EXERCISE DIRECTIONS >>
Copy the material from its first line up to and including the line with "[(122, 237)]", changing every "field-scouting log" to "beach survey log" and leaving the rest untouched.

* Start LISTED ENTRIES *

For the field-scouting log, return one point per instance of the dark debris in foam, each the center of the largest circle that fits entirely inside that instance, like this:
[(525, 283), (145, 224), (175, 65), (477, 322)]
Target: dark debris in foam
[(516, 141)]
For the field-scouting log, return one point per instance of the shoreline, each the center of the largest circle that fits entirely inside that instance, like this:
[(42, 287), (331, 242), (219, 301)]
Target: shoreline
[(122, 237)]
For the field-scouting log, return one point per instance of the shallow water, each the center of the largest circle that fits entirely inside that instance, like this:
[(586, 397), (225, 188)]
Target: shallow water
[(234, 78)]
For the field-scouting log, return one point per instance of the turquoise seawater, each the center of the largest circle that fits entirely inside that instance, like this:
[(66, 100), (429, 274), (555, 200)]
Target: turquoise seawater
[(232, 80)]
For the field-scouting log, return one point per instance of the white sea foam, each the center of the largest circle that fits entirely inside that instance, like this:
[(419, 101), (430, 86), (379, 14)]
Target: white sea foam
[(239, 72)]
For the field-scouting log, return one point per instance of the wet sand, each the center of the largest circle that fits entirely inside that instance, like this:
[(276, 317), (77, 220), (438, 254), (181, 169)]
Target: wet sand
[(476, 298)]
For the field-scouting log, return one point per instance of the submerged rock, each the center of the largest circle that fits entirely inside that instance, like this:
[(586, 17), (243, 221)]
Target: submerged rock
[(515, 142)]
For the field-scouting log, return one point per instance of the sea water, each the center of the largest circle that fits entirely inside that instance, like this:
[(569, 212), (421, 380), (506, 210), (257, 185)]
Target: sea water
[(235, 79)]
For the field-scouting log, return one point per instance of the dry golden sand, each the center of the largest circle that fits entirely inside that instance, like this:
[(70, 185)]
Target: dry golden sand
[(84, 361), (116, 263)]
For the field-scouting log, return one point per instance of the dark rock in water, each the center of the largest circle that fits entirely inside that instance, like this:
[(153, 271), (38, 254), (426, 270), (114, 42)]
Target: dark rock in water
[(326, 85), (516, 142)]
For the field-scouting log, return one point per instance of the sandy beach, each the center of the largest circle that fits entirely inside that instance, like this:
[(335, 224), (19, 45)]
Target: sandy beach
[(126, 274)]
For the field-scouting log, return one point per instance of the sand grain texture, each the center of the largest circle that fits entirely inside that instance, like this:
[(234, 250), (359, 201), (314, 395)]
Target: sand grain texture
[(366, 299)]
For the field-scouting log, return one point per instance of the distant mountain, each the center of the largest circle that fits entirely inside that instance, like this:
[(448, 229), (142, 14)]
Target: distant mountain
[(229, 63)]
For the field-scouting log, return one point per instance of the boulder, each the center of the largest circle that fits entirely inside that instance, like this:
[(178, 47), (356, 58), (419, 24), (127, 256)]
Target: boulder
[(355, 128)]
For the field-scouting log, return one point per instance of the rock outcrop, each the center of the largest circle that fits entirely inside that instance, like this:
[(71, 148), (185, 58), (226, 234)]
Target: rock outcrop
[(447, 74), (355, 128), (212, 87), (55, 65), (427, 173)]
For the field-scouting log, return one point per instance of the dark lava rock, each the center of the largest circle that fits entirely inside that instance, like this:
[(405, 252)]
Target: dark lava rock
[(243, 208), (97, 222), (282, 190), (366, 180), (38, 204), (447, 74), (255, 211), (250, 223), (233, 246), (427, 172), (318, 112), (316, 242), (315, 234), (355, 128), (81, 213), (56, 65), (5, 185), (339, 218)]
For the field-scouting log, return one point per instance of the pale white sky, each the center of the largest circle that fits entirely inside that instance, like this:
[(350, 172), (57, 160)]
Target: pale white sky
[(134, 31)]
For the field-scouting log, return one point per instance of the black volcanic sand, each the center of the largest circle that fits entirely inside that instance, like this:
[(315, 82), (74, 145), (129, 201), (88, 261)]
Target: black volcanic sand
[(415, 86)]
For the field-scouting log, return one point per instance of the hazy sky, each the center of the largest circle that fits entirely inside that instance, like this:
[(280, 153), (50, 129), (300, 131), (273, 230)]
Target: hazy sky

* End LISTED ENTRIES *

WRITTEN SOLUTION >>
For the beach survey log, return one point per instance of the dark debris in foam, each the center of the largest circle that fits entirely inside that instance, like this:
[(525, 283), (145, 224), (175, 65), (477, 322)]
Target: dark debris in foam
[(516, 141)]
For the beach survey log, return one point per instance of the shoreline, each the center of the largest circle that fits entirely inside that instance, like this:
[(42, 287), (331, 242), (219, 301)]
Target: shoreline
[(122, 237)]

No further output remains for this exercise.